• **TEXT BLOCK**
--------
What next for Nigeria?

The Marina on Lagos Island in Nigeria's capital: the developed façade of a society undergoing profound changeThe Marina on Lagos Island in Nigeria's capital: the developed façade of a society undergoing profound change (Source: Akudi Tseja)

Radios across Lagos, Nigeria’s most populous city with a staggering 21 million people, are alive with fiery political debate, catchy political jingles and celebrity endorsements. Election fever has hit the city, and the entire country; albeit over a longer period than first imagined. The election was actually due to take place under the auspices of Saint Valentine, on 14 February 2015, but has been postponed apparently because of the security threat posed by Boko Haram, the fierce Islamist group seizing control of large swathes of northern Nigeria. Instead, Nigerians (as well as Ghanaians, Cameroonians and the international community) are on the edge of their seats as they await the delayed election on 28 March, in the hope that Nigerian democracy itself has not been ‘postponed’.

Nigeria is the most populous country in Africa, with a staggering 175 million people, comprising more than 250 ethnic and linguistic groups. By 2050, the United Nations is predicting that the population will be greater than the USA and will be the world’s third most populous country by the end of the century. The country has a burgeoning internal market and, as the ‘Giant of Africa’, is tipped to become one of the biggest economies in the world over the next fifty years. It is the USA’s largest trading partner in Sub-Saharan Africa and, according to Citigroup, will achieve the highest average GDP growth in the world between 2010 and 2050.

Northern Nigeria is dominated by Muslims, who make up 50% of the total population, and the oil-rich south by Christians, who represent 40% of the population (the final 10% is represented by people with indigenous beliefs). Some groups sit across the religious fault-line, such as the Yoruba, half of whom are Christian and the other half Muslim. Oil flows through the pipes in southern Nigeria, particularly port towns such as Lagos, and accounts for 80% of government revenue, but is failing to enrich the north at the same rate. The 19 northern states collect approximately half as much federal reserve per capita as their counterparts in the Niger Delta, creating considerable disparity between two already divided religious communities. At a national level, northern politicians have failed to control the federal government for a single four-year term since 1999, which has created a greater sense of marginalisation and alienation.

In Lagos, the 23 Nigerian billionaires boast multiple Porsches, whereas the majority of Northern Nigerians live in crushing poverty. Around 80% of the nation’s wealth is concentrated in the hands of 1% of the population. Poverty is not just restricted to the north: life expectancy across the country is desperately low, at 52 years for men and 53 years for women. Oil wealth is not enriching the entire population, instability and rebel action are rife, and democracy is on shaky ground with the delay of the election. So what is next for Nigeria?
--------
Entries from an annotation dataset:

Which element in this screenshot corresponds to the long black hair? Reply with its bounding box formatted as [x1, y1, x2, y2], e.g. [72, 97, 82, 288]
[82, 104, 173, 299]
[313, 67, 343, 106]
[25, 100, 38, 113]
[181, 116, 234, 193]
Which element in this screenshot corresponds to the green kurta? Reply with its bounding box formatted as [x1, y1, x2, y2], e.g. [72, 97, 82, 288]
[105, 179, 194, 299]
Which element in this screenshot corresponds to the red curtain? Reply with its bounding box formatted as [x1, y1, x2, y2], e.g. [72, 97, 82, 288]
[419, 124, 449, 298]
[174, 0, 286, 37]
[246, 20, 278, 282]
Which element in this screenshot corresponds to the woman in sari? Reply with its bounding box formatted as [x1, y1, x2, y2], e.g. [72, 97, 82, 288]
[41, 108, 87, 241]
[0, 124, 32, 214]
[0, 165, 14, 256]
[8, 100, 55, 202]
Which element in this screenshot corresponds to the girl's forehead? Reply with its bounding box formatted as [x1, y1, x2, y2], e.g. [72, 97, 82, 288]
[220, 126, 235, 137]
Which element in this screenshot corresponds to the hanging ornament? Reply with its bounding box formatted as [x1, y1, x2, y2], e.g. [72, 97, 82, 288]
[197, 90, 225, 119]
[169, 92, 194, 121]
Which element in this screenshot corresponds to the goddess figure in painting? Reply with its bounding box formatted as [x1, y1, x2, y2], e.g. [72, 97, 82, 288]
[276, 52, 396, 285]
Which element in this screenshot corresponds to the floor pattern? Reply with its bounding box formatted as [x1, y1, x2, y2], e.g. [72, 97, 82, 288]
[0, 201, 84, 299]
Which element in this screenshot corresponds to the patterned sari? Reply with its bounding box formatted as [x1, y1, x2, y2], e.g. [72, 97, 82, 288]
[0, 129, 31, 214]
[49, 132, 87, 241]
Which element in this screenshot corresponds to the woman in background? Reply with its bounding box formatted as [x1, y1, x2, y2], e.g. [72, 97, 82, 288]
--------
• **SET PROBLEM**
Reproduce the passage of the Nigeria article starting at "In Lagos, the" and ending at "is next for Nigeria?".

• **OUTPUT OF THE TASK**
In Lagos, the 23 Nigerian billionaires boast multiple Porsches, whereas the majority of Northern Nigerians live in crushing poverty. Around 80% of the nation’s wealth is concentrated in the hands of 1% of the population. Poverty is not just restricted to the north: life expectancy across the country is desperately low, at 52 years for men and 53 years for women. Oil wealth is not enriching the entire population, instability and rebel action are rife, and democracy is on shaky ground with the delay of the election. So what is next for Nigeria?